» What you should do
Task for the records below: copy exactly from the first line on, stopping once the line with "of the gravel" is copied, and leave out the pictures.
[Data extracts]
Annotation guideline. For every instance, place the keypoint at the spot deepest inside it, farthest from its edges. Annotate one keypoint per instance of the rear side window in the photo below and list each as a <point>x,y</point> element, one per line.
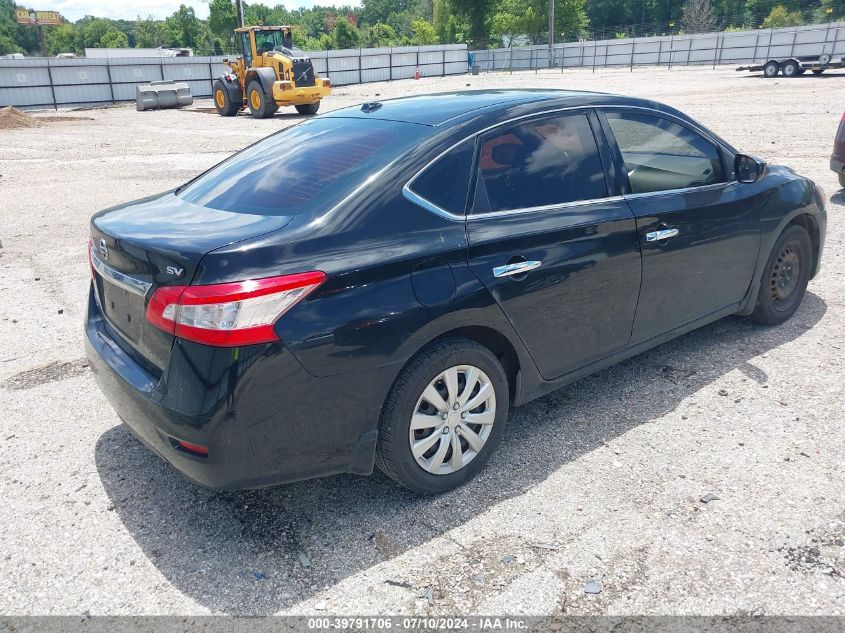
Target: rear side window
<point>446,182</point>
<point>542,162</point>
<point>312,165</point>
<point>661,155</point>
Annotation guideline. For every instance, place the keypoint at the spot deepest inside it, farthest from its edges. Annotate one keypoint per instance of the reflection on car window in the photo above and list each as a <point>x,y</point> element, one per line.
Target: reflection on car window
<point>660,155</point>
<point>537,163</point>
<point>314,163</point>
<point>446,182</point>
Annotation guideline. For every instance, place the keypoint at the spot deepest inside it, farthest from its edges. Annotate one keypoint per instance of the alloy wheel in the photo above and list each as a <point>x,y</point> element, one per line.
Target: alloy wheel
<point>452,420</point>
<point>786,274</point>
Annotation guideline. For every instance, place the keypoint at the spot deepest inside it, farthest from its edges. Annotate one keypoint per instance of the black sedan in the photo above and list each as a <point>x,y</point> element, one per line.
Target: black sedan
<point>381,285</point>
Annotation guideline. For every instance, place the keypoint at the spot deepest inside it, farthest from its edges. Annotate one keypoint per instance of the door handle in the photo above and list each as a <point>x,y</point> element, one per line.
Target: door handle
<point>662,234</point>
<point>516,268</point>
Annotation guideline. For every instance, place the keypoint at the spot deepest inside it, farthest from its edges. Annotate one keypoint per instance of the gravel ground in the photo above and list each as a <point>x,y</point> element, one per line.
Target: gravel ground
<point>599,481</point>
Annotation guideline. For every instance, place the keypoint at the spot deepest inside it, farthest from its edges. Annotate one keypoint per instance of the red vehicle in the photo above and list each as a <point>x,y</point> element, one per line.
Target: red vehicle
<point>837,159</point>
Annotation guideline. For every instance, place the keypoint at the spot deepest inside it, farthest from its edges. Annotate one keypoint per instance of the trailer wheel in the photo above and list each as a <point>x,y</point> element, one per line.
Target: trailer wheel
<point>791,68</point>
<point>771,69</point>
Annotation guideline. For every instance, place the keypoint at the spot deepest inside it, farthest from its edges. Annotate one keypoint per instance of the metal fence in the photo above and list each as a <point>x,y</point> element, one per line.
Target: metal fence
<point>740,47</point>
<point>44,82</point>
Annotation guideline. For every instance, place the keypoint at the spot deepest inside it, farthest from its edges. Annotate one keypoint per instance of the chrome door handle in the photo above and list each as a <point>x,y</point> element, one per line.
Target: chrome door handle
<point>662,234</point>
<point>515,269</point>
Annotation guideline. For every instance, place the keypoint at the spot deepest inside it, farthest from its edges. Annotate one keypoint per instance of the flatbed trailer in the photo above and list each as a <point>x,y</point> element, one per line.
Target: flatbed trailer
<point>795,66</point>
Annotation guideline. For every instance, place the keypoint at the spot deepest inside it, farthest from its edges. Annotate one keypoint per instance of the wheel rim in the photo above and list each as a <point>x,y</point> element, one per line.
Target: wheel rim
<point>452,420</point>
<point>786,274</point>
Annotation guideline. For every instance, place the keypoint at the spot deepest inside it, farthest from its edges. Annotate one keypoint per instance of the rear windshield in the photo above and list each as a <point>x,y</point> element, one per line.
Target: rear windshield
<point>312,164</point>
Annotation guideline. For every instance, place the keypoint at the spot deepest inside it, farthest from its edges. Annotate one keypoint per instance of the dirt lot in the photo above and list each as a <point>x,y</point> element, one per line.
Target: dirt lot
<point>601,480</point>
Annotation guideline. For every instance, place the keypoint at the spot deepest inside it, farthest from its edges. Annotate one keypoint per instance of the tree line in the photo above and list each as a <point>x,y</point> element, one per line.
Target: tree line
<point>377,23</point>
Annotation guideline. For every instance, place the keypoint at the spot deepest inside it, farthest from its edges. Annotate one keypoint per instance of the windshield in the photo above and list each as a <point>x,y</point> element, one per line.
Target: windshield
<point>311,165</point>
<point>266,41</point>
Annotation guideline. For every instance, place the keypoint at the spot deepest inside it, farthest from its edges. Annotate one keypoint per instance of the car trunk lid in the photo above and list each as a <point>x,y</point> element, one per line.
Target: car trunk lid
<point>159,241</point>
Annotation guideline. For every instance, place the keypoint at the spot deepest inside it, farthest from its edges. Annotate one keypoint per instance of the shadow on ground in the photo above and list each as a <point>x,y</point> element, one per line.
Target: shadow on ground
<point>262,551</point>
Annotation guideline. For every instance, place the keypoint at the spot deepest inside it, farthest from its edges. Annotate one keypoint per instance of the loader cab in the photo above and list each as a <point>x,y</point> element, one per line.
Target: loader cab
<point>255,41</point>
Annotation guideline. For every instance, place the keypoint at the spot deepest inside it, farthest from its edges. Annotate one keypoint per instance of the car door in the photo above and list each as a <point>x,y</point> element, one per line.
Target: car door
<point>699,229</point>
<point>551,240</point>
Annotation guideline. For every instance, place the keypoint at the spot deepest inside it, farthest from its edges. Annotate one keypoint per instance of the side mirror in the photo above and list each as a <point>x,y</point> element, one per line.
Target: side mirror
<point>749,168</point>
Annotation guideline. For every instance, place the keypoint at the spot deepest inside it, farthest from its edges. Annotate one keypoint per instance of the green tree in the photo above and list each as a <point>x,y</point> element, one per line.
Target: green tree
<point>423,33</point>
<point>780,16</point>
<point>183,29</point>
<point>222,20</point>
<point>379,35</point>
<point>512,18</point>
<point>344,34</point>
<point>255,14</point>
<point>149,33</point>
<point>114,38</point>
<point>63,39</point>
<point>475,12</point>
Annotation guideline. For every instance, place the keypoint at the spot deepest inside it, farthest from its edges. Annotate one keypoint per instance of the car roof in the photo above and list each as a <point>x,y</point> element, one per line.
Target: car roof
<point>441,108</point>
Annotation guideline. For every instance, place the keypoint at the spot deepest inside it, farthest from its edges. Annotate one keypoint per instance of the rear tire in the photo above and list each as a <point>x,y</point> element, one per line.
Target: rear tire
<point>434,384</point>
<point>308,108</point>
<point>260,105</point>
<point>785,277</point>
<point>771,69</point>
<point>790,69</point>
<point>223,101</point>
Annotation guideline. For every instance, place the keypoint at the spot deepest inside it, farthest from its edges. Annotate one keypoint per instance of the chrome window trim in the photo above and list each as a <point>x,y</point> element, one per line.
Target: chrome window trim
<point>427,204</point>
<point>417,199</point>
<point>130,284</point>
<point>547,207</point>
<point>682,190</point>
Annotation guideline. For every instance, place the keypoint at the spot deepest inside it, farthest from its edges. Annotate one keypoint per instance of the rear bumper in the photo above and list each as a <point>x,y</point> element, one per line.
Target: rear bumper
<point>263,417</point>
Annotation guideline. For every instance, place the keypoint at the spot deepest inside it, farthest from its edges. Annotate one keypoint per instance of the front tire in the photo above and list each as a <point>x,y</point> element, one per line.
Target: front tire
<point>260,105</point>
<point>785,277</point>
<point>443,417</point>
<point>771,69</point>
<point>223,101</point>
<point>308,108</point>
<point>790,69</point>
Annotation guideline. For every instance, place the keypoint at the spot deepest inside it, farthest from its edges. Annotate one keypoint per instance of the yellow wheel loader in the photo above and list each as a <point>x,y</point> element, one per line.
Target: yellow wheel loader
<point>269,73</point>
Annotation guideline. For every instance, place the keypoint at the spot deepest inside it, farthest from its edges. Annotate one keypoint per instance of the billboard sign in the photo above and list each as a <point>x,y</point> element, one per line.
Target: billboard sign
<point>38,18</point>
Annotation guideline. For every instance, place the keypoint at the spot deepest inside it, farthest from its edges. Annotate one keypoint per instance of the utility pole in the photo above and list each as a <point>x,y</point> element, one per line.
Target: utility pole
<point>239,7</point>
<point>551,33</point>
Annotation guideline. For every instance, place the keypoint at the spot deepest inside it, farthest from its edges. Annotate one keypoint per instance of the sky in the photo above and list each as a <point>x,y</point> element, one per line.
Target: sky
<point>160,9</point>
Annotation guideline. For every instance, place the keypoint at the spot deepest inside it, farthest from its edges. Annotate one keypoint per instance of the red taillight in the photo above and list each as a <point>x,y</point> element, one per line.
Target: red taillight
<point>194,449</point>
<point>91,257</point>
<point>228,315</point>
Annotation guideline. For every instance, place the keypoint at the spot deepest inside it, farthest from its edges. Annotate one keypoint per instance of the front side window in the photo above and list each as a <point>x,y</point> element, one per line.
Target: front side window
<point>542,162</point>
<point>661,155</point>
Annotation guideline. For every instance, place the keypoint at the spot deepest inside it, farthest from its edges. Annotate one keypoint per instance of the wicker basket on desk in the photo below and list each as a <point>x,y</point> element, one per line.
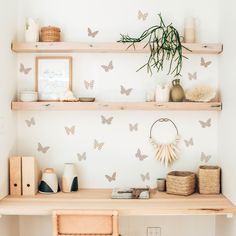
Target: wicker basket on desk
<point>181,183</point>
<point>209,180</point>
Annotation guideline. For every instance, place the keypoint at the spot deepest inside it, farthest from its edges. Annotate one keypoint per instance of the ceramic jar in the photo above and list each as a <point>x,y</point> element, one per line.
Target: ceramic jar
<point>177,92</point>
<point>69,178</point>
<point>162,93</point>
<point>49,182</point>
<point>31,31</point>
[/Data extracts]
» Exercise output
Annotation guideline. For every instance, place the keypoint at the spot deepest inside it, farthest from its edges. Annotate one keypoint per instance of the rear side window in the photo below and list each as a <point>x,y</point> element, one per line.
Target: rear side window
<point>446,182</point>
<point>542,162</point>
<point>312,165</point>
<point>661,155</point>
Annotation guideline. For every instance, place the keypoint at the spot deepest inside it, farthest from its edges. Annotate one keypoint per instance of the reflection on car window in the photo above and list each as a <point>x,y</point> element, one per line.
Target: reflection on car window
<point>660,155</point>
<point>537,163</point>
<point>314,163</point>
<point>446,182</point>
Annotation guideline. For every instance, place the keypoint at the spot deepest inside it, farthest from its edges. Annotate one keypoint per instance of the alloy wheel in the photo above and list each as a <point>x,y</point> element, one per line.
Target: alloy wheel
<point>452,420</point>
<point>786,274</point>
Annotation guideline. For every instance, place the keypoint at the spot deepest inside it, farthest from its edges. Annotate one keypoint per instance of the black sedan in the photo above and list each as a <point>x,y</point> element, one per line.
Target: black sedan
<point>381,285</point>
Annotation guideline. For every instance, place the keypoint at the spot deepest inside it, farthest from its edges. Annotate one keypoint per instance of the door handle in the photo above and list each as a <point>x,y</point> element, one per line.
Target: door handle
<point>662,234</point>
<point>516,268</point>
Annotation guideline. For every instance, place the keypoint at the spot deepest inside it, farthest from its edges. Annotate one keypoint per instance of the gravel ground in the photo above and list each as a <point>x,y</point> element, one per line.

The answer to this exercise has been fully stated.